#### [Explore the material]
**a)** Repeat the part of the market commentary starting at "Tuesday, April 21, 2020" and ending at "before too long.", word for word.
**b)** In the market commentary, what is the historical probability that a bearish wedge will break its support line?

#### [Selected extract]
------------------------------------------------------------------------

Tuesday, April 21, 2020 1. Stocks poised to fall again, but will they? 2. When free market pricing works 3. Why uranium stocks are doing well Market Moves Bond prices rose while stocks fell significantly and closed on their low. Even so, there is a silver lining in the way the CBOE Volatility Index (VIX) closed. The VIX price level increased yesterday and today, and though it closed in positive territory, the price settled into close well in the lower half of the day's range. By comparison, the negatively correlated markets should have risen off their lows to make the VIX price finish up that way. This implies that option sellers expect the markets to continue reducing their volatility in the days ahead. If that were to happen, it would probably mean a bullish move in stocks before too long.
The chart below demonstrates another reason that this might be true. This chart features State Street's S&P 500 index ETF (SPY) from the beginning of March. The price action has formed what pattern-watching traders like to call a bearish wedge. It is so named because it features support and resistance lines that converge (thus the name wedge) and a forecast that price will break the support line and fall to the lows of the pattern. The historical probability that this pattern will break its support line is higher than average (about 60%), but the chances that it will fall to a new low are significantly less than average if the wedge is steeply pointed up (as in this example).

------------------------------------------------------------------------

#### [Study material]
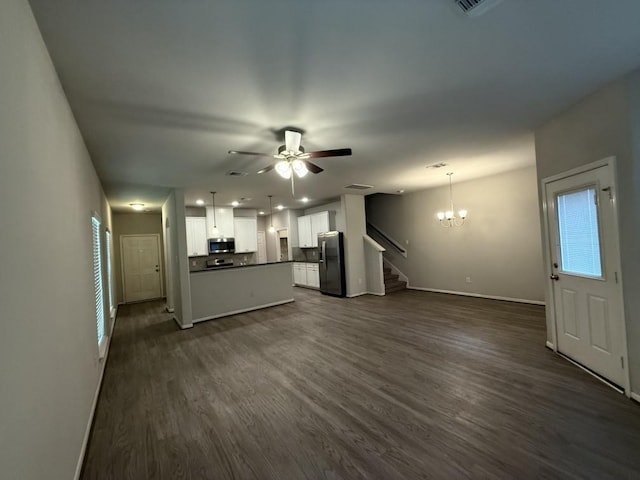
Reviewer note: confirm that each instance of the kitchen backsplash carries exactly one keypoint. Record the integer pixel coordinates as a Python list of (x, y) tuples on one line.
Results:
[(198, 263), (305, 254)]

------------------------------------------------------------------------

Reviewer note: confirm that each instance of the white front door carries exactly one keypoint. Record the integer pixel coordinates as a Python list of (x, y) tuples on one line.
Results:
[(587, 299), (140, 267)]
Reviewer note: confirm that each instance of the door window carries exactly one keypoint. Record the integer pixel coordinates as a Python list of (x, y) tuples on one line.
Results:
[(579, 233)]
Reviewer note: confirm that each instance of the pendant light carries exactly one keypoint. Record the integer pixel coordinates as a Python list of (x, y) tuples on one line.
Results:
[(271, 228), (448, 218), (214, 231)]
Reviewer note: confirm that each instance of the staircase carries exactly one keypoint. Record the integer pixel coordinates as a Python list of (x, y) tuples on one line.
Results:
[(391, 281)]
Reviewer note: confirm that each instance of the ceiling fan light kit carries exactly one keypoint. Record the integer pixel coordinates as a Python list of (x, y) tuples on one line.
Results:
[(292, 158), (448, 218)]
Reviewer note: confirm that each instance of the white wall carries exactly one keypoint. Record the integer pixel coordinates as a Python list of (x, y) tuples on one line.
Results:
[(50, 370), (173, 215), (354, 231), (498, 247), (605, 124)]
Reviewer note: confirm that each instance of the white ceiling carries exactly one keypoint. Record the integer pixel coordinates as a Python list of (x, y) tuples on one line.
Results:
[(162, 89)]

------------------------------------------------------------------------

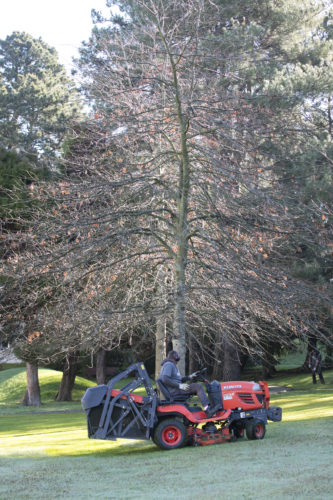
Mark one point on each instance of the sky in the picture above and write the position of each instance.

------------------------------------------------------------------------

#### [Completed exercise]
**a)**
Tuesday, April 21, 2020 1. Stocks poised to fall again, but will they? 2. When free market pricing works 3. Why uranium stocks are doing well Market Moves Bond prices rose while stocks fell significantly and closed on their low. Even so, there is a silver lining in the way the CBOE Volatility Index (VIX) closed. The VIX price level increased yesterday and today, and though it closed in positive territory, the price settled into close well in the lower half of the day's range. By comparison, the negatively correlated markets should have risen off their lows to make the VIX price finish up that way. This implies that option sellers expect the markets to continue reducing their volatility in the days ahead. If that were to happen, it would probably mean a bullish move in stocks before too long.

**b)** About 60%, which is higher than average.